| AIM |
Recast every line of the records below as a numbered list, omitting any blank lines.

| EXERCISE DATA |
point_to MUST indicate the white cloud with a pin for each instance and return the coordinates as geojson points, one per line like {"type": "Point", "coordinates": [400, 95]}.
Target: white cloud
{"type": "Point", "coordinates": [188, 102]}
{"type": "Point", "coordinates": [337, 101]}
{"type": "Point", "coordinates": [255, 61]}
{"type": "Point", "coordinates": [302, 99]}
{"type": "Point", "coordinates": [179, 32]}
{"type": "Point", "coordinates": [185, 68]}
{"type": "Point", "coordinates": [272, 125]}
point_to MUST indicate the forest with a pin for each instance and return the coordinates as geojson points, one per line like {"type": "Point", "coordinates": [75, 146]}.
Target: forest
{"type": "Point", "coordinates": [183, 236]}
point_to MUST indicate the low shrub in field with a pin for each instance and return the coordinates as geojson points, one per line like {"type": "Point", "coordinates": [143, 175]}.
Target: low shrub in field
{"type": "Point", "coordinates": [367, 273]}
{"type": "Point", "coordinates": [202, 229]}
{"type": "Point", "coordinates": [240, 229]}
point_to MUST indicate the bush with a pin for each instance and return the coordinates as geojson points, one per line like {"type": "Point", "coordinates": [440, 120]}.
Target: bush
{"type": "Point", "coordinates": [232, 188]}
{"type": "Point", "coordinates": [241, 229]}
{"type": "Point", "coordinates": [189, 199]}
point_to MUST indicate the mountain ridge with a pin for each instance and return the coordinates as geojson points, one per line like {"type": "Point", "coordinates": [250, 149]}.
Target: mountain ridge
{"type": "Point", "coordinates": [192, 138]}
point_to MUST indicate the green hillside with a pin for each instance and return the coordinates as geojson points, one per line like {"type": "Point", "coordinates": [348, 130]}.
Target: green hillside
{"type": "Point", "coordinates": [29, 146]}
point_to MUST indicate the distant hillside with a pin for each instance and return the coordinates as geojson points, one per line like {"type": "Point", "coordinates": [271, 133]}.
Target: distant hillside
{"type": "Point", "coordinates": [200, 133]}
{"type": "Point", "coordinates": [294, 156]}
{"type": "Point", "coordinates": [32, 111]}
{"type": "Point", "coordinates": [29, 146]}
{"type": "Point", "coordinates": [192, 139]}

| TASK ANSWER |
1. point_to MUST indicate the white cloud with a pin for each instance and return the coordinates as geojson points, one per line like {"type": "Point", "coordinates": [400, 95]}.
2. Target: white cloud
3. {"type": "Point", "coordinates": [188, 102]}
4. {"type": "Point", "coordinates": [337, 101]}
5. {"type": "Point", "coordinates": [255, 61]}
6. {"type": "Point", "coordinates": [302, 99]}
7. {"type": "Point", "coordinates": [179, 32]}
8. {"type": "Point", "coordinates": [185, 68]}
9. {"type": "Point", "coordinates": [272, 125]}
10. point_to MUST indicate the forest with a pin for each instance and return the coordinates as geojson points, one per line like {"type": "Point", "coordinates": [75, 146]}.
11. Target: forest
12. {"type": "Point", "coordinates": [183, 236]}
13. point_to MUST indicate the low shrub in field with a pin for each instance and return the coordinates as geojson points, one per line like {"type": "Point", "coordinates": [143, 175]}.
14. Target: low shrub in field
15. {"type": "Point", "coordinates": [367, 273]}
16. {"type": "Point", "coordinates": [202, 229]}
17. {"type": "Point", "coordinates": [240, 229]}
18. point_to MUST indicate the bush with a pin for each instance and return the coordinates as geojson points, one per line like {"type": "Point", "coordinates": [440, 120]}.
19. Target: bush
20. {"type": "Point", "coordinates": [232, 188]}
21. {"type": "Point", "coordinates": [241, 229]}
22. {"type": "Point", "coordinates": [189, 199]}
23. point_to MUST indicate the mountain ridge with a pin for each instance and return the coordinates as geojson points, one per line like {"type": "Point", "coordinates": [250, 149]}.
24. Target: mountain ridge
25. {"type": "Point", "coordinates": [192, 138]}
26. point_to MUST indicate the green hillside with a pin for each instance and return the coordinates as geojson points, one per line like {"type": "Point", "coordinates": [348, 130]}.
27. Target: green hillside
28. {"type": "Point", "coordinates": [29, 146]}
29. point_to MUST indicate the distant hillside with a pin for each instance and return the coordinates as geojson points, one per line like {"type": "Point", "coordinates": [271, 133]}.
30. Target: distant hillside
31. {"type": "Point", "coordinates": [200, 133]}
32. {"type": "Point", "coordinates": [294, 156]}
33. {"type": "Point", "coordinates": [32, 111]}
34. {"type": "Point", "coordinates": [29, 146]}
35. {"type": "Point", "coordinates": [192, 139]}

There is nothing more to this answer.